**STATED GOAL:**
Recast the material below as a numbered list with blank lines left out, covering only the lines from the one containing "of the dark" through the last line of the material, both ends included.

***** SOURCE MATERIAL *****

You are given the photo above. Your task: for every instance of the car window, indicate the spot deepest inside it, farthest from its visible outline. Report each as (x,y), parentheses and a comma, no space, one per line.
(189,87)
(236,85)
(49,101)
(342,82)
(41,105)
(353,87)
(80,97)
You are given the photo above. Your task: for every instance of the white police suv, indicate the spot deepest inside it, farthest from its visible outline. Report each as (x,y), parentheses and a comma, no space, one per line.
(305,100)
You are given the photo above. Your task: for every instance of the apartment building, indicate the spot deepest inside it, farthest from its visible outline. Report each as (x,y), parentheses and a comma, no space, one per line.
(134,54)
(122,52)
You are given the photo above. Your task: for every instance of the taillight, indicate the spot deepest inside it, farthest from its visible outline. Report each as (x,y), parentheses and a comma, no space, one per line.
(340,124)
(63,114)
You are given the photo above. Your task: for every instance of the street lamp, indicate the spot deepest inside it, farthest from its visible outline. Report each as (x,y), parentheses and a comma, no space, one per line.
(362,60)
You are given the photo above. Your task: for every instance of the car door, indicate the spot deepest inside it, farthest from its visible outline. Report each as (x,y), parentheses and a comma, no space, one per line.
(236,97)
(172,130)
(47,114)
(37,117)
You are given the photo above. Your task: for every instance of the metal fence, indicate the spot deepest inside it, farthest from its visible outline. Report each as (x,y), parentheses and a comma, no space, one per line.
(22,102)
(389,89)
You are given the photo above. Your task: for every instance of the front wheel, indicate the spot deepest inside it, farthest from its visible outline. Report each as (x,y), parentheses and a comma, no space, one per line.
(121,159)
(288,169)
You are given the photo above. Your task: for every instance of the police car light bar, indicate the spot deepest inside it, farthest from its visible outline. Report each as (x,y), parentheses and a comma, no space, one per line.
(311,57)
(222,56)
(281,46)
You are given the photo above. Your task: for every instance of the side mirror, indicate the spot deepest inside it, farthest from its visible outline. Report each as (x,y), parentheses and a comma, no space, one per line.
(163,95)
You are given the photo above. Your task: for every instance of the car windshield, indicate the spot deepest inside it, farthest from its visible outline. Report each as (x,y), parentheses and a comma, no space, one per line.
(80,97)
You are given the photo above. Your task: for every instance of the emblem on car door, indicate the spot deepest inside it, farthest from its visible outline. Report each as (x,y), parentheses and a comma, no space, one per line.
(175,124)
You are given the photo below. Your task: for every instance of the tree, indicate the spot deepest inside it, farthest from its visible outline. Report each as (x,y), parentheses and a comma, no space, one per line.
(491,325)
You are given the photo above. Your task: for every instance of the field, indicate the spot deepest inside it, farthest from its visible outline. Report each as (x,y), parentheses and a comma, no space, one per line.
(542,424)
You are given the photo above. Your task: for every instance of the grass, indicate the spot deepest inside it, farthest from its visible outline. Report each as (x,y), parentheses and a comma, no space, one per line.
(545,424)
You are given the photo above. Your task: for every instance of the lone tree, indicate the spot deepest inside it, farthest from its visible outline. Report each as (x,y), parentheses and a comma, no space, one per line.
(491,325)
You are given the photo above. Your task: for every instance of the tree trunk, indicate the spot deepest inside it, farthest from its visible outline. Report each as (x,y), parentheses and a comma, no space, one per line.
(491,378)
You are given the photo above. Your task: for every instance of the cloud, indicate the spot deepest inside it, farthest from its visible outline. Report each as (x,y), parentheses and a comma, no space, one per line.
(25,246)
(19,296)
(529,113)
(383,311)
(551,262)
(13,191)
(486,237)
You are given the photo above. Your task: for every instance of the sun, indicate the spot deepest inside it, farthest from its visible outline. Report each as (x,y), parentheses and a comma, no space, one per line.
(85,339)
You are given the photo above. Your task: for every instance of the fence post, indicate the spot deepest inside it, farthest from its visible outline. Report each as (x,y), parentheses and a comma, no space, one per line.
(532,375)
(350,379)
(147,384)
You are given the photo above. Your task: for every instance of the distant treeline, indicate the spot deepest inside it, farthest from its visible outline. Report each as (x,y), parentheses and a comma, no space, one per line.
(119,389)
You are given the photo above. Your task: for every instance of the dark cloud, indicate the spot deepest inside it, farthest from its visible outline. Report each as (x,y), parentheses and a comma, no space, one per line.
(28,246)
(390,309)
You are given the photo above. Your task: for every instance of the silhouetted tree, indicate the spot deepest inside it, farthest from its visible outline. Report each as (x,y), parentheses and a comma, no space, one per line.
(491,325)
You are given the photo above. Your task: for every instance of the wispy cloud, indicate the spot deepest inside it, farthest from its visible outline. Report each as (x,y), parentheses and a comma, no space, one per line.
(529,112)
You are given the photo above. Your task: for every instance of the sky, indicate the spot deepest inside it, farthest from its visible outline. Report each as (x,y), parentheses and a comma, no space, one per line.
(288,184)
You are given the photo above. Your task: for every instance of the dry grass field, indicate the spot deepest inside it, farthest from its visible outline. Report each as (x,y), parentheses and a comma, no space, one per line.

*****

**ANSWER TO THE TASK:**
1. You are given the photo above. Your task: for every instance of the dark cloud, indicate the spot deepest inside it, farthest from its visible outline. Report each as (x,y), parentheses and a comma, no space, one per line.
2. (28,246)
3. (390,309)
4. You are given the photo above. Your task: for every instance of the silhouetted tree, indicate the spot deepest inside it, farthest from its visible outline. Report each as (x,y), parentheses and a comma, no space, one per line.
5. (491,325)
6. You are given the photo above. Your task: for every instance of the wispy cloud, indicate the spot deepest inside it, farthest from its visible outline. Report each as (x,y), parentheses and a comma, no space, one per line.
7. (529,112)
8. You are given the photo above. Your task: for every instance of the sky, indicate the spot deepest inside it, farthest from its visible outline. Report each as (x,y), parentheses and a comma, no space, one per line.
9. (288,184)
10. You are given the photo above. Your task: for every instance of the dry grass field, indicate the spot deepest inside it, farthest from its visible outline. Report each as (x,y), parentheses and a comma, no space, one per line.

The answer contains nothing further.